» Aim of the task: Each line at or after the one containing "What element on screen corresponds to the small" should be transcribed exactly, up to and including the final line of the data.
-- Opening Marker --
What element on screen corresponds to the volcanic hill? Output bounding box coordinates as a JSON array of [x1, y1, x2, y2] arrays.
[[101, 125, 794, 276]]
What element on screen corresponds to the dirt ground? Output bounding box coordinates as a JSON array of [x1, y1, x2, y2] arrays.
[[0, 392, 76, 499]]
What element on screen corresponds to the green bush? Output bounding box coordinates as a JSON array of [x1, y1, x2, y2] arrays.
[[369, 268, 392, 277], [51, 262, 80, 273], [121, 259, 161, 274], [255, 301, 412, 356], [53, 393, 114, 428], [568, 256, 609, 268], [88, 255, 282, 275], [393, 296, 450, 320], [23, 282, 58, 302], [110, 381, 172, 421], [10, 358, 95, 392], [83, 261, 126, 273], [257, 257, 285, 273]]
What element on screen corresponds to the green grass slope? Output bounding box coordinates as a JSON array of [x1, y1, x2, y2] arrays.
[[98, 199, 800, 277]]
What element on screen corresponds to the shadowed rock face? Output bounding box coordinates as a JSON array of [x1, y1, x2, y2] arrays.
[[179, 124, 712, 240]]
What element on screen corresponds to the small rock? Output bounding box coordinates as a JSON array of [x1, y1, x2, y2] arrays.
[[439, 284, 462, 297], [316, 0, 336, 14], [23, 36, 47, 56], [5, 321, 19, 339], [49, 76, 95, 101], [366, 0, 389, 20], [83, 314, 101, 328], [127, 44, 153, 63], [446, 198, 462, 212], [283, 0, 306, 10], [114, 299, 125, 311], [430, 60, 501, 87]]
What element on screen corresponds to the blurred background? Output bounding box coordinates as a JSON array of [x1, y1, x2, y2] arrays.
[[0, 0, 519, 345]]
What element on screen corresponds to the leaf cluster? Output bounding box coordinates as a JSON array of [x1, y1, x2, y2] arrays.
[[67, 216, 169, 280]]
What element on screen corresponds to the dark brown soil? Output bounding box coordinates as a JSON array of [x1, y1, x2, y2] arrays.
-- Closing Marker --
» Result of this task:
What element on screen corresponds to the small rock? Output bounding box coordinates as a JSON array of [x1, y1, x2, y2] arrays.
[[439, 284, 462, 297], [316, 0, 336, 14], [23, 36, 47, 56], [5, 321, 19, 339], [49, 76, 95, 101], [366, 0, 389, 20], [83, 314, 101, 328], [127, 44, 153, 63], [446, 198, 462, 212], [283, 0, 306, 10], [114, 299, 125, 311], [430, 60, 501, 87]]
What element on screen corresponds to the blurred background? Output bounding box coordinates as a JSON array of [x1, y1, x2, y2] arrays.
[[0, 0, 519, 345]]
What element on screen corresponds to the leaf cluster? Output bounding box coordinates as a JSON array of [x1, y1, x2, y2] arrays.
[[67, 216, 169, 280]]
What element on screen corresponds to the dark brown soil? Output bounding box coordinates as a JSON array of [x1, y1, x2, y2] arrays.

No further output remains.